##### TASK INPUTS

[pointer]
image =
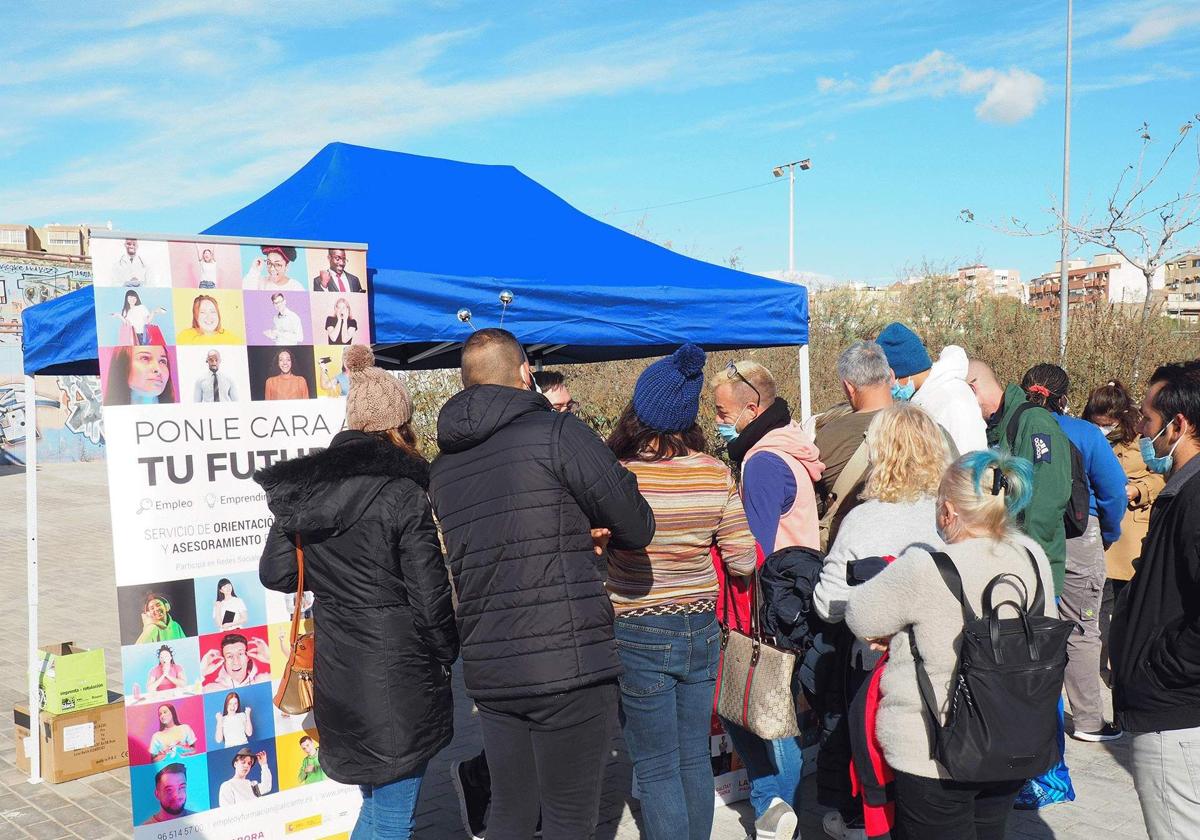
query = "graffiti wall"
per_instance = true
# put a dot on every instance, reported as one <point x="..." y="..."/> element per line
<point x="69" y="426"/>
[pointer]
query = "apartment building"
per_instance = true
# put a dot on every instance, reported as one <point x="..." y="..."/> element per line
<point x="1108" y="280"/>
<point x="1182" y="287"/>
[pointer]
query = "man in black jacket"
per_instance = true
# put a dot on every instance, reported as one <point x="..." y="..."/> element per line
<point x="1156" y="628"/>
<point x="517" y="491"/>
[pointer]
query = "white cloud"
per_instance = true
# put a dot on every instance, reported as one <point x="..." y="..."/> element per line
<point x="1161" y="24"/>
<point x="1012" y="96"/>
<point x="931" y="69"/>
<point x="213" y="136"/>
<point x="1008" y="95"/>
<point x="827" y="84"/>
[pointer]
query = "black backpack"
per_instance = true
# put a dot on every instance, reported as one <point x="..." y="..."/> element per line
<point x="1079" y="505"/>
<point x="1003" y="715"/>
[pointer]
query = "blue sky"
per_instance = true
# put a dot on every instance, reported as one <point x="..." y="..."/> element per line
<point x="168" y="115"/>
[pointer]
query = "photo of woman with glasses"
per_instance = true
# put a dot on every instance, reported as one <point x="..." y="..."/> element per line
<point x="275" y="262"/>
<point x="138" y="376"/>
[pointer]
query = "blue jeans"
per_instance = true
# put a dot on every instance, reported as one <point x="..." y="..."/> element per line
<point x="774" y="767"/>
<point x="388" y="810"/>
<point x="666" y="712"/>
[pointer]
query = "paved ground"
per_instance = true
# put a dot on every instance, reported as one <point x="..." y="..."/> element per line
<point x="78" y="595"/>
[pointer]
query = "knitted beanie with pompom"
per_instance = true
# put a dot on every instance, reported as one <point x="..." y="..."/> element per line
<point x="377" y="401"/>
<point x="667" y="394"/>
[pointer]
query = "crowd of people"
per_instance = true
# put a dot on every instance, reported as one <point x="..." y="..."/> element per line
<point x="597" y="581"/>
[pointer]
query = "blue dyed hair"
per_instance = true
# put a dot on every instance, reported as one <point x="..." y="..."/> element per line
<point x="1018" y="477"/>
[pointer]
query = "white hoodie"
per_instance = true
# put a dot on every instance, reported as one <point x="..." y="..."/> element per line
<point x="949" y="400"/>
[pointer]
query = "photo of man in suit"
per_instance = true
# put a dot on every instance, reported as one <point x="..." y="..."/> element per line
<point x="336" y="277"/>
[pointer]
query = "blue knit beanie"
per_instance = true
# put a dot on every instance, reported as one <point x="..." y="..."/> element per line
<point x="667" y="394"/>
<point x="905" y="352"/>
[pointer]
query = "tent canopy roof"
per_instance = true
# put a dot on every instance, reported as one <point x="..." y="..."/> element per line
<point x="444" y="235"/>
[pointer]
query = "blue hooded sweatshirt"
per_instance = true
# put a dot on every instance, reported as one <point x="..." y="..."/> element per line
<point x="1105" y="477"/>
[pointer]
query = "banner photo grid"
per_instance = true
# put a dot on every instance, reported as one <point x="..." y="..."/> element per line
<point x="217" y="358"/>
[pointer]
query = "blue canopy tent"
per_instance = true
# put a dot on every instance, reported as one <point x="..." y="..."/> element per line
<point x="445" y="235"/>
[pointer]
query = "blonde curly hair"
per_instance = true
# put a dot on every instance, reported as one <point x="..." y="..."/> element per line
<point x="909" y="455"/>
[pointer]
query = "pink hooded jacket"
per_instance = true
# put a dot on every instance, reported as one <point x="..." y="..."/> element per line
<point x="795" y="448"/>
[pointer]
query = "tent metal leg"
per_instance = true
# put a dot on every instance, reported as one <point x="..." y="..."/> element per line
<point x="805" y="390"/>
<point x="33" y="747"/>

##########

#### [AIM]
Return every line of the listing above that contains the string "jacket", counting only matches with the same case.

#### [EXERCISE ANSWER]
query = "man in black jacket"
query = "pink hooded jacket"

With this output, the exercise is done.